Task objective: Using the line with "Task: find the front" as your starting point, transcribe it and each line beneath it word for word until the records run out, without pictures.

The data:
==========

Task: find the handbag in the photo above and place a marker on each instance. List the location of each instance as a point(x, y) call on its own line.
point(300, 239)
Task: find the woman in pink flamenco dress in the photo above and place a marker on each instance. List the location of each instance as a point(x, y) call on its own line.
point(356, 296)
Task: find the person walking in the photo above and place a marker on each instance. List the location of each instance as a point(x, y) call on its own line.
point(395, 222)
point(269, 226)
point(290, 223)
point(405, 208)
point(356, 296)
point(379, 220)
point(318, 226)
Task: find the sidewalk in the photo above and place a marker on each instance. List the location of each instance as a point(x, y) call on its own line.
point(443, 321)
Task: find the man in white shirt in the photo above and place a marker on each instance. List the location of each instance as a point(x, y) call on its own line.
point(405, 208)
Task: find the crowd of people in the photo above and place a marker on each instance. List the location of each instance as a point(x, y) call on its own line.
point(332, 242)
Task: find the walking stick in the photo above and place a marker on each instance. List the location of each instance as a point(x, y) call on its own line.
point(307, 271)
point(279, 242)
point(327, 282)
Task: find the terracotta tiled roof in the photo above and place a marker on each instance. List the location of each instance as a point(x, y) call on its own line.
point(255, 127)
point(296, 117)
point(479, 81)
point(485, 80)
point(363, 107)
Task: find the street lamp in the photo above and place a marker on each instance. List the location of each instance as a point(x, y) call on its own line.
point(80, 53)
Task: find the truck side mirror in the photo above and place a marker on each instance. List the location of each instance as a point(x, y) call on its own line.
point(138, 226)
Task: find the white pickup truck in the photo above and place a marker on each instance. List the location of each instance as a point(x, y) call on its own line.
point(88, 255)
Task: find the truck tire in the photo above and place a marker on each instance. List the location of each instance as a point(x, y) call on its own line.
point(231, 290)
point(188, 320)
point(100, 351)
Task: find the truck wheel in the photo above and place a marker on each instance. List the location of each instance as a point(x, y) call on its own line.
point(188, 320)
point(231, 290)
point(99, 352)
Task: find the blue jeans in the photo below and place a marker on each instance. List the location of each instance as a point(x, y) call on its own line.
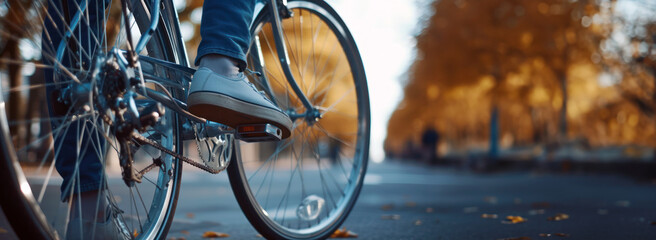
point(224, 30)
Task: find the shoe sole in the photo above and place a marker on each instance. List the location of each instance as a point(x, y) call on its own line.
point(234, 112)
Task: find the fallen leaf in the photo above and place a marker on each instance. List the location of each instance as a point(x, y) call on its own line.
point(554, 235)
point(623, 203)
point(514, 220)
point(391, 217)
point(211, 234)
point(540, 205)
point(491, 200)
point(493, 216)
point(343, 233)
point(470, 209)
point(558, 217)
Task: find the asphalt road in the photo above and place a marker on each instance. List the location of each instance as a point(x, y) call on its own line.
point(404, 201)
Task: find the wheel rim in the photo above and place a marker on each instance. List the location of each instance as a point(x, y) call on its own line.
point(325, 160)
point(35, 143)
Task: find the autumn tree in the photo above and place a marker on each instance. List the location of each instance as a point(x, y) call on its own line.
point(492, 57)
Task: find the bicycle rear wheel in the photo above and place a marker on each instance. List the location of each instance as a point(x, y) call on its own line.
point(305, 186)
point(31, 137)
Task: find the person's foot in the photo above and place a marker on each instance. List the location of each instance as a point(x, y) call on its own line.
point(220, 93)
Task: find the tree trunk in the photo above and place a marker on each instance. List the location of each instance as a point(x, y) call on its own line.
point(494, 134)
point(563, 108)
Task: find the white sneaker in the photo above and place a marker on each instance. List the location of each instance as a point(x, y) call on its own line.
point(233, 101)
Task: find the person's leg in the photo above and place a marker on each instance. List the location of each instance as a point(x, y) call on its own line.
point(219, 91)
point(224, 30)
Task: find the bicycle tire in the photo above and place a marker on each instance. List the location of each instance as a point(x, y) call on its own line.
point(27, 214)
point(244, 171)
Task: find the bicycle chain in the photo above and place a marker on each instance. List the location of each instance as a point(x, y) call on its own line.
point(144, 140)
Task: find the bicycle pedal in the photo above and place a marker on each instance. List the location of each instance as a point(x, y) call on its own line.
point(258, 133)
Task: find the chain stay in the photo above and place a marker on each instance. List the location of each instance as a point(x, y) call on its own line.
point(143, 140)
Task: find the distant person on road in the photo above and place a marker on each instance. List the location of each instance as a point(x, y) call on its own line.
point(429, 140)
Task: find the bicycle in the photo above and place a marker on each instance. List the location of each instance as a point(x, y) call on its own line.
point(132, 95)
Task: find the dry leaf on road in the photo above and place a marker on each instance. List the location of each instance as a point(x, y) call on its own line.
point(558, 217)
point(391, 217)
point(491, 200)
point(211, 234)
point(554, 234)
point(536, 212)
point(343, 233)
point(410, 204)
point(514, 220)
point(493, 216)
point(387, 207)
point(470, 209)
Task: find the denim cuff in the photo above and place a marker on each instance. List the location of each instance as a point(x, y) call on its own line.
point(238, 56)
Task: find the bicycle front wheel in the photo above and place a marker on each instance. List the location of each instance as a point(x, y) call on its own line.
point(305, 186)
point(52, 155)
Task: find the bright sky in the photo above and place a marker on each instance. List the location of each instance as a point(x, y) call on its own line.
point(384, 32)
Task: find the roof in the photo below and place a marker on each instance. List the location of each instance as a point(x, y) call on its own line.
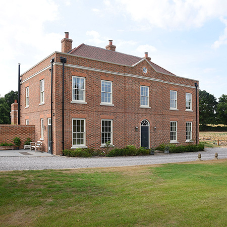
point(115, 57)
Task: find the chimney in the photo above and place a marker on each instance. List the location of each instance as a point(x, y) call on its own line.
point(66, 43)
point(111, 46)
point(146, 56)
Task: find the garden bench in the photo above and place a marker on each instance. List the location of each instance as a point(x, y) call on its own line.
point(36, 145)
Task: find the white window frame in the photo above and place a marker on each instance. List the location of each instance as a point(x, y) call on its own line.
point(188, 100)
point(173, 100)
point(27, 97)
point(74, 133)
point(143, 95)
point(74, 81)
point(110, 103)
point(188, 132)
point(111, 132)
point(42, 91)
point(174, 140)
point(41, 129)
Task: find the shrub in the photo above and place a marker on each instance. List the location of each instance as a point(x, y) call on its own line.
point(79, 152)
point(17, 141)
point(5, 144)
point(181, 148)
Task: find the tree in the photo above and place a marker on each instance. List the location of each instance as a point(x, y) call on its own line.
point(222, 110)
point(5, 106)
point(207, 108)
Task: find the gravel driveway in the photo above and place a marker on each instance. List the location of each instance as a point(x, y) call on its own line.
point(31, 162)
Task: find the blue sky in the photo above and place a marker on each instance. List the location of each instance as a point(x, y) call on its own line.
point(186, 37)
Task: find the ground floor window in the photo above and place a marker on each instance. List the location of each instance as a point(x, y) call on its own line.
point(173, 131)
point(107, 132)
point(188, 131)
point(78, 132)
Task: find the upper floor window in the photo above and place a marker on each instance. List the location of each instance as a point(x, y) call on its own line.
point(188, 101)
point(41, 91)
point(27, 96)
point(173, 131)
point(78, 89)
point(188, 131)
point(173, 99)
point(144, 96)
point(106, 92)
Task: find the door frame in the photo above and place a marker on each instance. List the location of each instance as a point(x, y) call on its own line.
point(145, 120)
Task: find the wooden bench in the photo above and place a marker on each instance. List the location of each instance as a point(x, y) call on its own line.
point(36, 145)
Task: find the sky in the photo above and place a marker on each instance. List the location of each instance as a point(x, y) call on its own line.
point(186, 37)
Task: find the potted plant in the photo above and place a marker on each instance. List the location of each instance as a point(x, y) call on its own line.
point(17, 142)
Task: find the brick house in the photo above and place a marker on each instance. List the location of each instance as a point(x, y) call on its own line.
point(101, 95)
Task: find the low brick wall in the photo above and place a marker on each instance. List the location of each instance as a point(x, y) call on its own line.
point(8, 132)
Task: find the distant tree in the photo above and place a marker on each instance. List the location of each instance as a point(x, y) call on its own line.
point(5, 106)
point(207, 108)
point(222, 110)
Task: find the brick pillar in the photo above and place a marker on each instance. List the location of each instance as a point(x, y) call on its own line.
point(14, 113)
point(66, 43)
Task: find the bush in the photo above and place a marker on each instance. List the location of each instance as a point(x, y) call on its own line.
point(181, 148)
point(5, 144)
point(79, 152)
point(17, 141)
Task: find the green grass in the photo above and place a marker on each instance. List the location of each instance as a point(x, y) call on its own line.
point(166, 195)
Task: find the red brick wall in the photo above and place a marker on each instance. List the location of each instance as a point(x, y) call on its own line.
point(126, 112)
point(8, 132)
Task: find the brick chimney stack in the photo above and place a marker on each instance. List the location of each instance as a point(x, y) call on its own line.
point(111, 46)
point(66, 43)
point(14, 113)
point(146, 56)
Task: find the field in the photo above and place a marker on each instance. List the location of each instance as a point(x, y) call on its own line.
point(213, 138)
point(189, 194)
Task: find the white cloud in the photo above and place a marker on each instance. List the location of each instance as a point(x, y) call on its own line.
point(176, 14)
point(223, 38)
point(22, 35)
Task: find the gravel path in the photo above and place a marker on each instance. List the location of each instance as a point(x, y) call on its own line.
point(29, 162)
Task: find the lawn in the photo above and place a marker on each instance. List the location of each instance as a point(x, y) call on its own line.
point(189, 194)
point(211, 138)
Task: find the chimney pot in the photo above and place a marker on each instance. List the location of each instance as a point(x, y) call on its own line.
point(146, 56)
point(111, 46)
point(66, 43)
point(66, 35)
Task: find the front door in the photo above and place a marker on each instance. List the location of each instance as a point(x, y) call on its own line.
point(145, 126)
point(49, 136)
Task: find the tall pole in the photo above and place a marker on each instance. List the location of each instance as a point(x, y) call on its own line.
point(63, 61)
point(19, 81)
point(196, 103)
point(51, 111)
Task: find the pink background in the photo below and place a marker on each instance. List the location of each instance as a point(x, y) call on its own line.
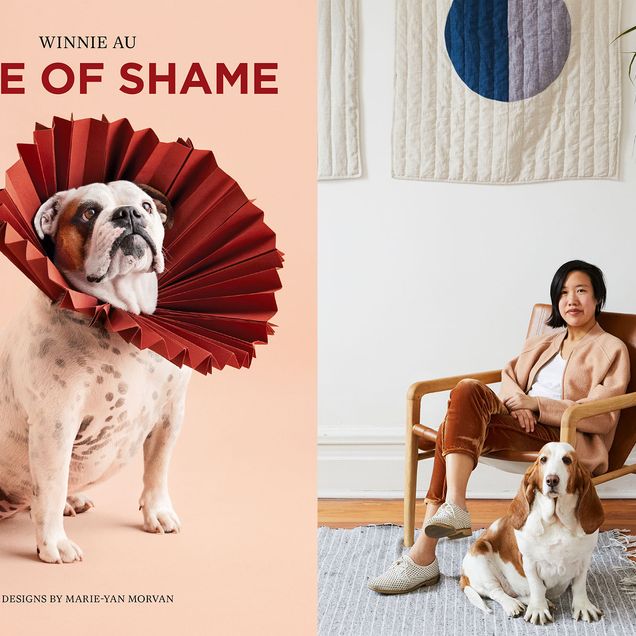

==========

Result of the exercise:
Task: find the front door in the photo above and place a marker on each instance. List the location of each instance as a point(x, y) call on its own line.
point(145, 126)
point(49, 136)
Task: find the tall pole in the photo above and place a marker on each instance. List the location of each instance as a point(x, y) call on its own line.
point(63, 61)
point(19, 81)
point(196, 103)
point(51, 111)
Task: find the pink background in the photo below and place a marker on each instance. List the location of each instance as a point(x, y) call on its own line.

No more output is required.